• [Instructions for the task]: The whole listing must be printed again without any alteration.

• [Material shown]:
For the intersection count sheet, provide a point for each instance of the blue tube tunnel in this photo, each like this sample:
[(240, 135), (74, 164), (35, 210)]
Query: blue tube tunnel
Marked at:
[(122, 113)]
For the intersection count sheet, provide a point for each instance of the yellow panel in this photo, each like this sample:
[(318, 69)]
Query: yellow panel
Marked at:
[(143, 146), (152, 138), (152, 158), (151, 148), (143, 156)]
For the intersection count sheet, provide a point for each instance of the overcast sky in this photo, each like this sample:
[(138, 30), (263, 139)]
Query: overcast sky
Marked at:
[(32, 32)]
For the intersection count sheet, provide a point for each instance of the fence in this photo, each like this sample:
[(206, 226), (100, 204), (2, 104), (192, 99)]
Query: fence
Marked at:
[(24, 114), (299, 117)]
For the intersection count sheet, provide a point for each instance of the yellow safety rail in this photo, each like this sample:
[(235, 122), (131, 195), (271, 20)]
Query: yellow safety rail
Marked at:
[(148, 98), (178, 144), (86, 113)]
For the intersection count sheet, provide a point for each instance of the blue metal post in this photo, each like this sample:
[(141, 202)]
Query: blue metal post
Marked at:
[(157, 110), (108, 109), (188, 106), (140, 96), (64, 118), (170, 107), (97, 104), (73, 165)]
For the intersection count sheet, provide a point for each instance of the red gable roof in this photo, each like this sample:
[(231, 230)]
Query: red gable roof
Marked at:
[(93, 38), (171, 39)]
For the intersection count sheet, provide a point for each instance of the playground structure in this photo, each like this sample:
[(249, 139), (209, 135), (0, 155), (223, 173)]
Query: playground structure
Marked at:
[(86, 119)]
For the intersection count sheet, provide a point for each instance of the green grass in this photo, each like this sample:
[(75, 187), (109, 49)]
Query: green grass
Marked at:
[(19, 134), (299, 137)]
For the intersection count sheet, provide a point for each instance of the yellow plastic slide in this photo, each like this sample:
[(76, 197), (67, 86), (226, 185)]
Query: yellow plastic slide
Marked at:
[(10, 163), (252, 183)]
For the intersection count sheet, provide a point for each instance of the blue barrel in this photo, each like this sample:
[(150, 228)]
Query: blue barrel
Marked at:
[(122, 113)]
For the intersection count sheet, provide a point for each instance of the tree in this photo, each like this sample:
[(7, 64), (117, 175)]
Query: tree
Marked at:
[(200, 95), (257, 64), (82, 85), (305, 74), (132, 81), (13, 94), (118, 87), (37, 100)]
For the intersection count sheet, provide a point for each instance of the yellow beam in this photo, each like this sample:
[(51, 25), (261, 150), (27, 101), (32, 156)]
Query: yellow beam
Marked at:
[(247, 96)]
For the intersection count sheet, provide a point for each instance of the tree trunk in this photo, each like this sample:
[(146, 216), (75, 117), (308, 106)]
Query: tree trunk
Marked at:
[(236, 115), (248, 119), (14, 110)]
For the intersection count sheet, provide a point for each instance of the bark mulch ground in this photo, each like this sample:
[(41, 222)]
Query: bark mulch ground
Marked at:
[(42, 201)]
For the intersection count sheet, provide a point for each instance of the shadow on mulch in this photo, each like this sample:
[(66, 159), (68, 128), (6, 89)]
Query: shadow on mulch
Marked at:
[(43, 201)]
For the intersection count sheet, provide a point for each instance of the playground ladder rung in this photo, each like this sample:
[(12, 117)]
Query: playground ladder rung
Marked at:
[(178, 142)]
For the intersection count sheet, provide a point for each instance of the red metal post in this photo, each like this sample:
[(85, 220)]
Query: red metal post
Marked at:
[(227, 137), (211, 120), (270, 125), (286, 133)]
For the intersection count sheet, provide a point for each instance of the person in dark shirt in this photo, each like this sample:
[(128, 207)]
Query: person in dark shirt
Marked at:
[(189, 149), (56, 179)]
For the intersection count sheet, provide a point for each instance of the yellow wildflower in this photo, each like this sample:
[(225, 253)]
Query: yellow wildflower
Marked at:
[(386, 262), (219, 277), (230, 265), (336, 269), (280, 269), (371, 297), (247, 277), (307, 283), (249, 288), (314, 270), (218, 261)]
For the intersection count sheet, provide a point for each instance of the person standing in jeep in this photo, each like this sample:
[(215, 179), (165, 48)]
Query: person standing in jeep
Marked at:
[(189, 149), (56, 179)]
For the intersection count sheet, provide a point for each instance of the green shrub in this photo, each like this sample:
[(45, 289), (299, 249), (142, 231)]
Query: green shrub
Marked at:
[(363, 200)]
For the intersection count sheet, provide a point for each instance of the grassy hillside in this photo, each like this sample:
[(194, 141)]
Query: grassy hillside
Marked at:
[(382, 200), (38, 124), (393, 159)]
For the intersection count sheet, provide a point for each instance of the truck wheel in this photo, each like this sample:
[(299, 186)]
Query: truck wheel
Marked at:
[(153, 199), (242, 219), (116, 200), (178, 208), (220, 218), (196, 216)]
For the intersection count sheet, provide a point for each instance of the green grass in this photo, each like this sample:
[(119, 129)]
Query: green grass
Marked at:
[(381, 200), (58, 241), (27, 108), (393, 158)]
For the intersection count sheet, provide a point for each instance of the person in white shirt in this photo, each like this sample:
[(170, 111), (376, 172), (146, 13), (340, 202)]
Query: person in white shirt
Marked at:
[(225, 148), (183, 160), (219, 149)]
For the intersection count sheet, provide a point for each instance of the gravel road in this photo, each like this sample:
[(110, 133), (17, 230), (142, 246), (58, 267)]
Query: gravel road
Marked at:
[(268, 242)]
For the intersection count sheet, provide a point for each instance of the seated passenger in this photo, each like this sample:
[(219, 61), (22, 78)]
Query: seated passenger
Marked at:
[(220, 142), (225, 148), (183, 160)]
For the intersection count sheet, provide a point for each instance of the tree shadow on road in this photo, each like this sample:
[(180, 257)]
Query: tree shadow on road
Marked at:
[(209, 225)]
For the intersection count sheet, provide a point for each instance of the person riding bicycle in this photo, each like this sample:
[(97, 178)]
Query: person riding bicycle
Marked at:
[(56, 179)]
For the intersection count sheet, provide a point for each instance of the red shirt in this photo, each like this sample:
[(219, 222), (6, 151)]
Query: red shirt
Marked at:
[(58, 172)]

• [Result of this task]:
For the intersection count sheet, provide a point for each instance of the blue tube tunnel in this photo, each like this sample:
[(240, 135), (74, 164), (35, 210)]
Query: blue tube tunnel
Marked at:
[(122, 113)]
For the intersection count sheet, provide a point for each instance of the yellow panel in this photo, each like this sample:
[(318, 69)]
Query: yellow panel
Marked at:
[(143, 146), (152, 138), (152, 158), (151, 148), (143, 156)]
For the intersection count sheet, provide a point for each instance of the overcast sky in this photo, each like this sample:
[(138, 30), (263, 139)]
Query: overcast sky
Marked at:
[(32, 32)]
For the intersection count sheet, provide a point for each instance of the fence in this photo, each like this sample:
[(206, 226), (100, 204), (2, 104), (192, 99)]
Query: fence
Marked at:
[(24, 114), (299, 117)]
For the intersection count sheet, provide a point for each instance of the yellow safety rail in this photo, each like this sample:
[(235, 122), (131, 195), (271, 20)]
Query: yellow safety rail
Marked at:
[(148, 98), (178, 144), (86, 113)]
For the intersection count sheet, provide a point for each instance of the blue metal post in this photo, each like this sample:
[(141, 202)]
Query: blue metal post
Marked at:
[(157, 110), (108, 109), (188, 106), (140, 96), (64, 118), (170, 107), (97, 104), (73, 165)]
For the intersection count sheet, provide a point for each instance of the red gable roof in this photo, each like this sample:
[(231, 230)]
Query: red gable roof
Marked at:
[(93, 38), (171, 39)]
For the intersection count sheet, provide a point for each instance of the playground structure in this photo, each like this sample:
[(249, 139), (209, 135), (0, 155), (223, 173)]
Query: playground structure
Marked at:
[(86, 119)]
For the intersection count sheet, provide a point for each instance of the green grass in this photo, each like this sample:
[(75, 187), (109, 49)]
Query: green grass
Marked at:
[(19, 134), (299, 137)]
For the intersection count sheet, provide a point for each instance of the yellow plastic slide in this photo, each like this sample:
[(76, 197), (67, 86), (226, 185)]
Query: yellow plastic slide
Marked at:
[(10, 163), (252, 183)]
For the intersection count sheet, provide a point for each instance of the blue barrel in this photo, each like this sample:
[(150, 228)]
Query: blue barrel
Marked at:
[(122, 113)]
For the intersection count sheet, provide a point for each instance of the tree in this photo, each like this sample:
[(7, 64), (117, 175)]
Query: tree
Marked at:
[(200, 95), (257, 64), (82, 85), (305, 74), (132, 81), (13, 94), (118, 87), (37, 100)]
For the intersection count sheet, provide a point for each instance of the yellow beam in this photo, each like this sample:
[(51, 25), (261, 150), (27, 101), (32, 156)]
Query: yellow beam
Marked at:
[(247, 96)]
For the intersection count sheet, provide a point for each instance of the tree trunk in this photo, each like this sample:
[(146, 216), (75, 117), (308, 106)]
Query: tree trunk
Marked at:
[(236, 115), (248, 119), (14, 110)]
For the intersection count sheet, provide a point for each instance of the bark mulch ground in this photo, each like this sample:
[(41, 222)]
Query: bark mulch ground
Marked at:
[(42, 201)]
For the intersection count sheet, provide a point for each instance of the shadow on mulch in this photo, each like this sample:
[(66, 159), (68, 128), (6, 89)]
Query: shadow on mulch
Marked at:
[(43, 201)]
For the intersection count sheet, provide a point for each instance of the playground ladder rung in this photo, each like this sample:
[(12, 117)]
Query: playground ladder rung
Marked at:
[(178, 142)]
For the intersection count sheet, provide a point for each instance of the red metal post in this photo, each like this sample:
[(85, 220)]
Query: red metal post
Marked at:
[(227, 137), (211, 120), (270, 125), (286, 133)]
For the intersection count sheet, provide a point for each instance of the person in dark shirt in this photo, each like this sample:
[(128, 207)]
Query: person in dark shirt
Marked at:
[(189, 149), (56, 179)]
For the intersection count sheet, provide a point for each instance of the yellow wildflower in this photo, each like this sample:
[(225, 253)]
Query: yellow wildflower
Marked at:
[(386, 262), (219, 277), (230, 265), (336, 269), (280, 269), (371, 297), (247, 277), (307, 283), (249, 288), (314, 270), (218, 261)]
For the intersection count sheet, provide a point for each instance of the person standing in jeep in this photo, each like this sample:
[(215, 179), (165, 48)]
Query: person standing in jeep
Marked at:
[(189, 149), (56, 179)]
For the intersection count sheet, provide a point for each instance of the green shrub in this photo, each like this sample:
[(45, 289), (299, 249), (142, 231)]
Query: green shrub
Marked at:
[(363, 200)]
For the intersection count sheet, provide a point for each instance of the grassy hillside in this photo, each like this sample:
[(194, 141)]
Query: grassy hillside
Marked at:
[(382, 200), (38, 124), (393, 159)]
For the intersection count sheet, provide a point for each instance of the truck wheel in this photo, each like this sample:
[(299, 186)]
Query: truck wheel
Marked at:
[(153, 199), (242, 219), (116, 200), (178, 208), (220, 218), (196, 216)]
For the intersection count sheet, provide a point for each instance of the green grass in this photo, each like this sample:
[(119, 129)]
Query: green grass
Marked at:
[(381, 200), (58, 241), (27, 108), (393, 158)]
For the intersection count sheet, provide a point for each instance of the person in white shirt in this photo, each like this sample:
[(170, 111), (376, 172), (146, 13), (340, 202)]
Query: person in white shirt
Marked at:
[(225, 148), (183, 160), (219, 149)]
For the intersection count sheet, provide a point for each instance of the gravel road in this photo, each like this sample:
[(110, 133), (17, 230), (142, 246), (58, 267)]
Query: gravel road
Marked at:
[(268, 242)]
For the intersection count sheet, provide a point for each instance of the seated passenger in this photo, each like this sample:
[(219, 61), (22, 78)]
Query: seated passenger
Marked at:
[(220, 142), (225, 148), (183, 160)]
For the intersection count sheet, provide a point for each instance of the tree shadow on road in this photo, each like this sample:
[(180, 257)]
Query: tree shadow on road
Marked at:
[(209, 225)]
For the intersection count sheet, provide a point for each instance of the person riding bicycle in this photo, each like this sample:
[(97, 178)]
Query: person riding bicycle
Marked at:
[(56, 179)]
For the intersection count sheet, provide a point for each instance of the red shirt in this photo, each like this sample:
[(219, 222), (6, 151)]
Query: red shirt
Marked at:
[(58, 172)]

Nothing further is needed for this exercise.